EXERCISE PROMPT → Rewrite the records below with every "mask" replaced by "outline" and nothing else altered.

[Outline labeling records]
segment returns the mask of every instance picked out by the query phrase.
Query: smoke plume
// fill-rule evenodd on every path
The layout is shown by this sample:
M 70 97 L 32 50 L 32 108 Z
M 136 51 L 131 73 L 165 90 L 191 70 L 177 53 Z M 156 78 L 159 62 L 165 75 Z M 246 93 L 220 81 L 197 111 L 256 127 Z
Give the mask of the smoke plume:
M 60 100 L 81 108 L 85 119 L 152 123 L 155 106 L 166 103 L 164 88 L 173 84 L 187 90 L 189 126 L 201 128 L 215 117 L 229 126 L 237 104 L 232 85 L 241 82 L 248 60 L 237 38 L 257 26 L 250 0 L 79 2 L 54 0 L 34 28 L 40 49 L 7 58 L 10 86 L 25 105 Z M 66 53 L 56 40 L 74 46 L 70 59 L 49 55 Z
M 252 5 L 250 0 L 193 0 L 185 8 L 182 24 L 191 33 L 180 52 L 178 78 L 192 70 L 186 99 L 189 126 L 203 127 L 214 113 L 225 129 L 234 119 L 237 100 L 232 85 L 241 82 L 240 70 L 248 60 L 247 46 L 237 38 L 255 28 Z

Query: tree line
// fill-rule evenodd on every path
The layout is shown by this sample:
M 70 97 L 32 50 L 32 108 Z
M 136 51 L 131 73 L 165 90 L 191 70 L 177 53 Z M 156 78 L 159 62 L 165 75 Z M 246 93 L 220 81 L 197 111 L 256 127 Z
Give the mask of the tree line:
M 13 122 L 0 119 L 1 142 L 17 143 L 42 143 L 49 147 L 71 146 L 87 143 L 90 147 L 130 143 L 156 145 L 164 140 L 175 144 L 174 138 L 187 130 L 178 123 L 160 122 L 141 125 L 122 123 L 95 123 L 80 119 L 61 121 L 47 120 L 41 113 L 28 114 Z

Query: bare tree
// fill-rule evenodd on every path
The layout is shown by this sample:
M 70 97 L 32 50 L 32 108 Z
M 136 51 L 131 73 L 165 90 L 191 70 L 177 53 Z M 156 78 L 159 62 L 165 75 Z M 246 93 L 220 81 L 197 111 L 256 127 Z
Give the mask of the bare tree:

THE RESULT →
segment returns the outline of every instance picked out by the query phrase.
Query: smoke plume
// fill-rule evenodd on every path
The layout is shown by this sample:
M 70 97 L 32 50 L 32 108 Z
M 136 51 L 131 73 L 165 90 L 191 70 L 177 53 Z M 156 78 L 159 62 L 165 75 Z M 246 93 L 220 81 L 197 111 L 256 127 Z
Give the outline of the smoke plume:
M 60 100 L 81 108 L 85 119 L 152 123 L 155 106 L 166 103 L 164 88 L 173 84 L 187 90 L 189 126 L 201 128 L 215 117 L 229 126 L 237 104 L 232 85 L 241 82 L 248 60 L 237 38 L 257 26 L 250 0 L 79 2 L 54 0 L 34 28 L 40 49 L 7 58 L 10 86 L 25 105 Z M 66 53 L 56 40 L 74 46 L 70 59 L 49 55 Z
M 252 5 L 250 0 L 193 0 L 185 8 L 182 24 L 191 33 L 180 52 L 178 78 L 192 70 L 186 99 L 189 126 L 203 127 L 214 113 L 225 129 L 234 119 L 237 100 L 232 85 L 241 82 L 240 70 L 248 60 L 247 46 L 237 38 L 255 28 Z

Query: tree line
// fill-rule evenodd on every path
The layout is shown by this sample:
M 70 97 L 32 50 L 32 108 Z
M 136 51 L 131 73 L 165 90 L 191 70 L 177 53 Z M 156 78 L 159 62 L 165 75 Z M 246 93 L 220 81 L 197 111 L 256 127 Z
Give the outline of the tree line:
M 13 122 L 0 119 L 1 142 L 17 143 L 42 143 L 49 147 L 71 146 L 87 143 L 90 147 L 130 143 L 156 145 L 164 140 L 175 144 L 174 138 L 187 130 L 178 123 L 160 122 L 141 125 L 122 123 L 95 123 L 80 119 L 61 121 L 47 120 L 41 113 L 28 114 Z

Query: bare tree
// fill-rule evenodd on every path
The layout is shown by this sample:
M 70 97 L 32 50 L 32 108 Z
M 136 51 L 131 73 L 165 90 L 191 70 L 177 53 Z M 156 78 L 159 62 L 165 75 Z M 246 93 L 220 81 L 197 111 L 256 127 Z
Give the outline of the bare tree:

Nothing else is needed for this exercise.